Start of Extract

The ability to swap between Alicia and Greg at certain points is one of Castleween's more interesting features, and both kids have different skills: Alicia floats when she jumps and can fall safely from any height, and her special move is more useful, while Greg's pitchfork attacks have a little more range and he can double-jump but will lose a life if he falls too far. Each kid also has another, less obvious skill, but we'll get to that later. For now, you can assume that to progress in the game it's wise to switch characters whenever the opportunity arises.

I mentioned special attacks, and here's Greg's: like all good demons, it revolves around hellfire, and pressing the R button will cause flames to shoot out to the left and right... as long as you have some sparks. Sparks are the key to success in Castleween, for two reasons. One is that they allow you to use your special power - with no sparks you can't use it at all, but once you have ten you can burn your enemies to a crisp, with the attack becoming more powerful as you hold more sparks (that aren't consumed when you attack, by the way.) The other reason to collect sparks is that they act as a health bar in the same way as Sonic the Hedgehog's rings. If you take a hit and you don't have any sparks, you lose a life: get hit with sparks in your possession and you'll lose all your sparks but you'll still be alive. Unfortunately, unlike in Sonic your sparks don't scatter around the screen, ready to be re-collected for a limited time - one you're hit, all those sparks you have so assiduously collected are gone forever. I think this single gameplay quirk is Castleween's most frustrating feature, especially when coupled with the difficult later stages where enemies are hard to see coming.

End of Extract
Start of Dataset records

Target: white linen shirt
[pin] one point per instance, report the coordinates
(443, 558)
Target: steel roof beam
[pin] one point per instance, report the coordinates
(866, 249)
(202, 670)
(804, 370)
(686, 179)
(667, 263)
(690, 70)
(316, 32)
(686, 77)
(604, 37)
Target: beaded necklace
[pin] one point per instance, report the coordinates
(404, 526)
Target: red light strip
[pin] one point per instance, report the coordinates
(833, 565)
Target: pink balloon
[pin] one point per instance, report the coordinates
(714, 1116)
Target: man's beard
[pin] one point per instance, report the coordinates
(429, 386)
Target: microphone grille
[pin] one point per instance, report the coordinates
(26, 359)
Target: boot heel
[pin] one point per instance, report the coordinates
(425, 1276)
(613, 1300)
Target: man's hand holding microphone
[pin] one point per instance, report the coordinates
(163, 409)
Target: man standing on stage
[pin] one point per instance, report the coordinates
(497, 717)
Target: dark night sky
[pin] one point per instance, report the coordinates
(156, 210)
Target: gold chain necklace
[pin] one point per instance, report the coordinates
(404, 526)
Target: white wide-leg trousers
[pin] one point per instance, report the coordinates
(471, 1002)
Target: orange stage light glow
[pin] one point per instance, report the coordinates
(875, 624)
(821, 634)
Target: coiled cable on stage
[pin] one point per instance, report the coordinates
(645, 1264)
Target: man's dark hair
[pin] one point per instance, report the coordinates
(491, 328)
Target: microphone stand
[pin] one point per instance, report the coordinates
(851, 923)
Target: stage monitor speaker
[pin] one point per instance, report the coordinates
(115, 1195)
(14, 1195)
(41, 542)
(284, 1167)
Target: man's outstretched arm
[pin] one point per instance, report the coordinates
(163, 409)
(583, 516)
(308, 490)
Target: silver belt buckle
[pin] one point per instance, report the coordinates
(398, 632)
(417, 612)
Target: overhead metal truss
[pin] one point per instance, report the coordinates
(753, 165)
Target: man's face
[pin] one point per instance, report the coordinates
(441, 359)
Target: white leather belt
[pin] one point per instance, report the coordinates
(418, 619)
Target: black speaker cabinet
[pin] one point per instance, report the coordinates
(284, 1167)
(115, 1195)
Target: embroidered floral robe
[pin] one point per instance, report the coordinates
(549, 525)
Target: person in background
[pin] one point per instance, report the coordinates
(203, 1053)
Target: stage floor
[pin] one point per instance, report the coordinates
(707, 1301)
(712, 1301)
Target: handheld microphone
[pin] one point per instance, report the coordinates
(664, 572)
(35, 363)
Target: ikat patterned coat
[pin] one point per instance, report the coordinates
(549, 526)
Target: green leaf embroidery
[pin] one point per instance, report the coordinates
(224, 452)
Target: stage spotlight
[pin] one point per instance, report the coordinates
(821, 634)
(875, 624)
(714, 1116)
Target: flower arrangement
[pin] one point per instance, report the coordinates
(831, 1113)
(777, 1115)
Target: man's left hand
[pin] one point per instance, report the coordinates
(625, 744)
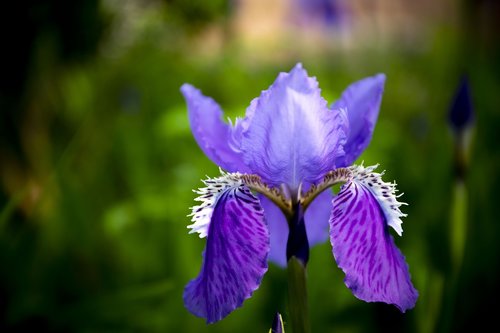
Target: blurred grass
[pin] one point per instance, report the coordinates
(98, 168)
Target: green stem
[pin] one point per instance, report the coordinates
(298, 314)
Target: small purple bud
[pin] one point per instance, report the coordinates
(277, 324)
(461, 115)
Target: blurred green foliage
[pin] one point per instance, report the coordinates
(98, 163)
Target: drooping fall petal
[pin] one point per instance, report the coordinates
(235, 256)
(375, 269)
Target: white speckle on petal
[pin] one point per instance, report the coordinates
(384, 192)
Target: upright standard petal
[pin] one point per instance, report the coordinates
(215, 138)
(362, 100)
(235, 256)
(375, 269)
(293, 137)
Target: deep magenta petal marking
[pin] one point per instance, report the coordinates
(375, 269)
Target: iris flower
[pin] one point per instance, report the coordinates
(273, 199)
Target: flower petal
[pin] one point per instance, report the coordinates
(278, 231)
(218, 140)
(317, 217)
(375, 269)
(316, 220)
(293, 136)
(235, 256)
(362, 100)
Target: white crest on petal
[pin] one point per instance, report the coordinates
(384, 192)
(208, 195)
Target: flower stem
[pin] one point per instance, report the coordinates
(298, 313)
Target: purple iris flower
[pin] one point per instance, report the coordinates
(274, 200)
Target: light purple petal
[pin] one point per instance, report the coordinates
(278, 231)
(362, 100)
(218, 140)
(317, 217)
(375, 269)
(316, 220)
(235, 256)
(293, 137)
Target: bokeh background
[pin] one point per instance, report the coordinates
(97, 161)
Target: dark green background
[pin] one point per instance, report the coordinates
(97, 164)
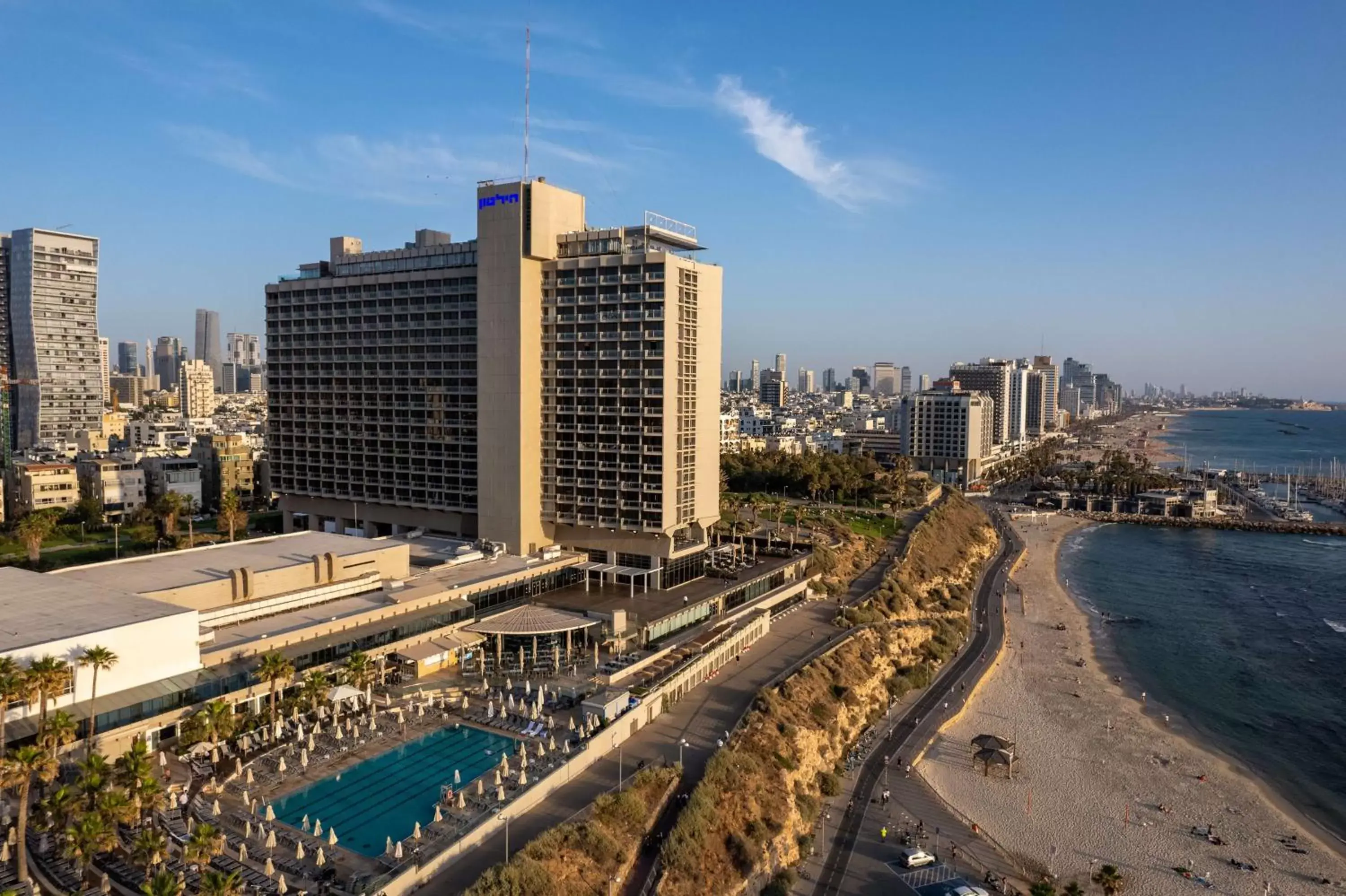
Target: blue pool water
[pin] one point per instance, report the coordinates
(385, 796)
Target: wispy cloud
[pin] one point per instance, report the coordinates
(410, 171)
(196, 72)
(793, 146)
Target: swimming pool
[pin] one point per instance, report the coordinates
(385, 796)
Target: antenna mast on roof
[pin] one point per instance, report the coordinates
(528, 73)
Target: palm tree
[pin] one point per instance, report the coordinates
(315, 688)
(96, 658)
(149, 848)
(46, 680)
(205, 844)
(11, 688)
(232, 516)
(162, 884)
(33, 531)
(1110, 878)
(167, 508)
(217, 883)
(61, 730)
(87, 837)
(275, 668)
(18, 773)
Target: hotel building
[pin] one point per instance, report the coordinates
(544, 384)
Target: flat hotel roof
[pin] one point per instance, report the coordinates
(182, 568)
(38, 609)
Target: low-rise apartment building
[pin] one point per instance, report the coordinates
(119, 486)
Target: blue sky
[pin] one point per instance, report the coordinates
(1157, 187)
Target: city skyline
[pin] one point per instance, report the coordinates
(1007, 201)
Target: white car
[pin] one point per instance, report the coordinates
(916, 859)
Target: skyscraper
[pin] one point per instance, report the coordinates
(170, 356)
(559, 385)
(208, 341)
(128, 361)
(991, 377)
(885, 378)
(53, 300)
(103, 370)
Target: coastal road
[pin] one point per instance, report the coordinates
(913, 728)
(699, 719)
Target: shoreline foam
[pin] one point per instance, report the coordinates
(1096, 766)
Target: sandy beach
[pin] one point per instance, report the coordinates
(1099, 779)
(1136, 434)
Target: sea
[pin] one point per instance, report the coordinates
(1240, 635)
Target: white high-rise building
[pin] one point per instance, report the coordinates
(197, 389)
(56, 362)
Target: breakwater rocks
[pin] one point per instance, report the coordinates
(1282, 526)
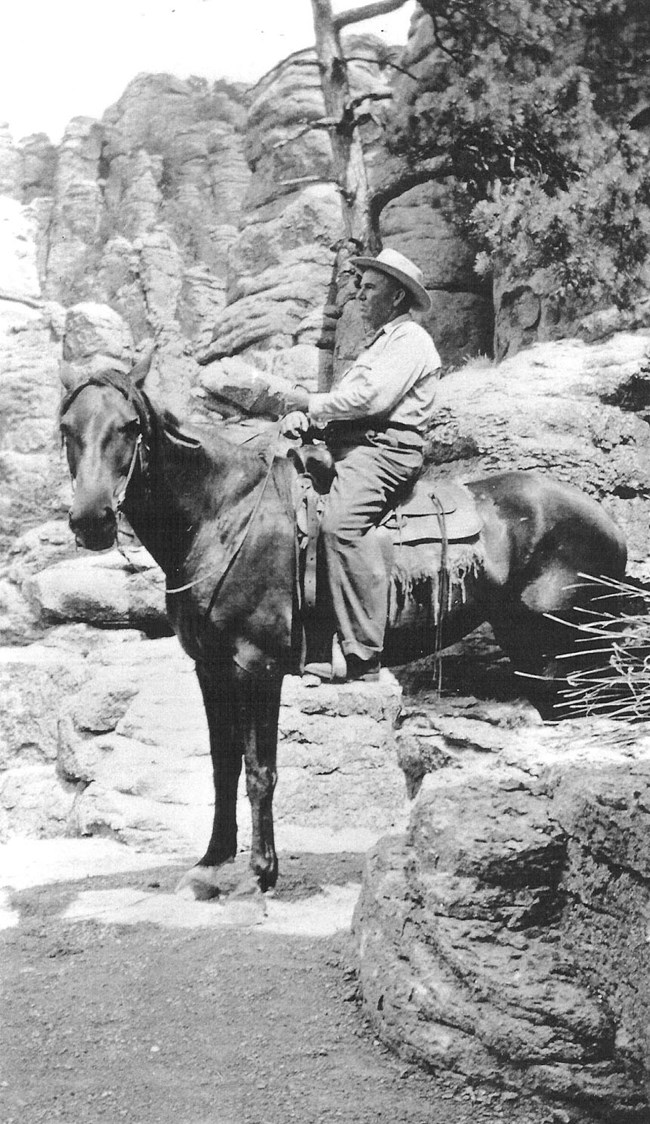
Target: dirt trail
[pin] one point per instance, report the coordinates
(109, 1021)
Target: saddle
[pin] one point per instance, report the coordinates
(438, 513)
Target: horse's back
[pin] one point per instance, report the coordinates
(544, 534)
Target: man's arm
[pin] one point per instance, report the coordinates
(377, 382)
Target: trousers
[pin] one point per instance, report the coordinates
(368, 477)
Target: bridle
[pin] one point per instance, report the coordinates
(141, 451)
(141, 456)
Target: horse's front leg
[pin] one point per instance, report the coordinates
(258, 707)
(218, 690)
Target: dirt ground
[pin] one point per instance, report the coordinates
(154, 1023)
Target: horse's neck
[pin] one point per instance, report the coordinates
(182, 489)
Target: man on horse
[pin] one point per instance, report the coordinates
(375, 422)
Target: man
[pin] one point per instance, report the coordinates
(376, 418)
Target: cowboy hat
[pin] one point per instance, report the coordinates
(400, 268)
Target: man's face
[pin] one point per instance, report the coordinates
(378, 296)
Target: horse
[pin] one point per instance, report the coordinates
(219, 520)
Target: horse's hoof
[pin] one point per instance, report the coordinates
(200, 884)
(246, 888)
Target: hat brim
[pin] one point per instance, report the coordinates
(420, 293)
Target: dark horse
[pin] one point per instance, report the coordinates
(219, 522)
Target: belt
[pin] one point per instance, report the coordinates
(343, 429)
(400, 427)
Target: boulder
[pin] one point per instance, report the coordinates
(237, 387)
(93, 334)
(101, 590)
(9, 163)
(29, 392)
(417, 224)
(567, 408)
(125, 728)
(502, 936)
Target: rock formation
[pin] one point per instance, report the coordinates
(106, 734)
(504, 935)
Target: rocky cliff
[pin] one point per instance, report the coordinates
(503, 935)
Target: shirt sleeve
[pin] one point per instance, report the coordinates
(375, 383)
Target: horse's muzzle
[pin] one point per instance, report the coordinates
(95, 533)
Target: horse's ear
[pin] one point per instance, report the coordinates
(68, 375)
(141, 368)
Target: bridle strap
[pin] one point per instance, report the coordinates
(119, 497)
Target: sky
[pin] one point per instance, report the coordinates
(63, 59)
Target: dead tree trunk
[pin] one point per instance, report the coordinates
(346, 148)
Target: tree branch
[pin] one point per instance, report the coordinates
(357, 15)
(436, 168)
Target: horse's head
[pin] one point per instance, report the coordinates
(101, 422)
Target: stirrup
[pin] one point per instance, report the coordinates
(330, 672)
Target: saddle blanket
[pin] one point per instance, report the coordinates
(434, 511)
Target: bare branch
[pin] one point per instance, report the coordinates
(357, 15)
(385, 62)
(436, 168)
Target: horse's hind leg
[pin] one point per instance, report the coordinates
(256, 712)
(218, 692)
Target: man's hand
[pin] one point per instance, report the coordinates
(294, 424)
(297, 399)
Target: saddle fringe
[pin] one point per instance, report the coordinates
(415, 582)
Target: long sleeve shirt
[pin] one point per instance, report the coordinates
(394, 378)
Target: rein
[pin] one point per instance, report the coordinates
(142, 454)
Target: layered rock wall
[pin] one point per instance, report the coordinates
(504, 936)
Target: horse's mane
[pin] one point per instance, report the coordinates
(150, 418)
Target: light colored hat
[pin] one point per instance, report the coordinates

End of Dataset records

Short exercise ::
Write a continuation of the Castleween review, picking up right after its final sentence.

Expected answer ::
For now, though, it's proving quite an enjoyable little romp once you realise that it's safest to treat every element of the screen as a potential threat to your life until you can prove otherwise. Trees? Probably going to try to slap you? Paving slabs? Will launch geysers of flame when stepped upon. In the screenshot above, Greg is standing next to a witch who is definitely trying to kill him because, y'know, witches and kids, but unfortunately for her she's standing on a slope and her infernal pact with Satan didn't cover shooting her spells diagonally downwards. Or protecting her knees from a vicious pitchfork assault, for that matter.

I'm really enjoying the environments so far, I can say that much, with backgrounds packed full of cartoonish Halloween charm. They were clearly created by people who have watched Nightmare Before Christmas a fair few times, but I like that sort of thing. I'm less enamoured with the sprites, though - created as 3D models and then digitised for the GBA, they've got some charm to them but they're often fuzzy and ill-defined, especially in movement. "Hand-drawn" sprites would have almost certainly been a drastic improvement, but I can't blame the developers for taking this option because sprite work is a time-consuming process and they had a shortcut available: Castleween was also released as a 3D platformer for the Gamecube and Playstation 2, and I would be surprised if the polygon models from the console editions weren't digitised for use in this Game Boy Advance version.

Greg leaps boldly into a swarm of demons, but don't fear for the young tyke because these demons recognise Greg as one of their mephitic brood thanks to his choice of Halloween costume. That's each character's other power - the power to be ignored by monsters that broadly match their outfit. Greg can scamper past devils unmolested, while Alicia remains untroubled by witches and she can also hitch a ride on certain spiders that try to capture Greg as a food source for their thousands of scurrying young, their countless tiny legs scrabbling for purchase on Greg's flesh as they seek the weakest areas of his body through which they might nourish themselves on his very life essence. Hey, the game's not scary so I'm just trying to inject a bit of season-appropriate terror.
The ability to sneak past certain enemies becomes much more useful later in the game, when you have more opportunities to choose which kid to play as, and getting it right can mean the difference between an unimpeded stroll to the goal or fighting your way through a bunch of glorified ghost train decorations. It's a fun little touch that I enjoyed very much, to the point where I think I would have preferred Castleween to have placed more emphasis on disguises.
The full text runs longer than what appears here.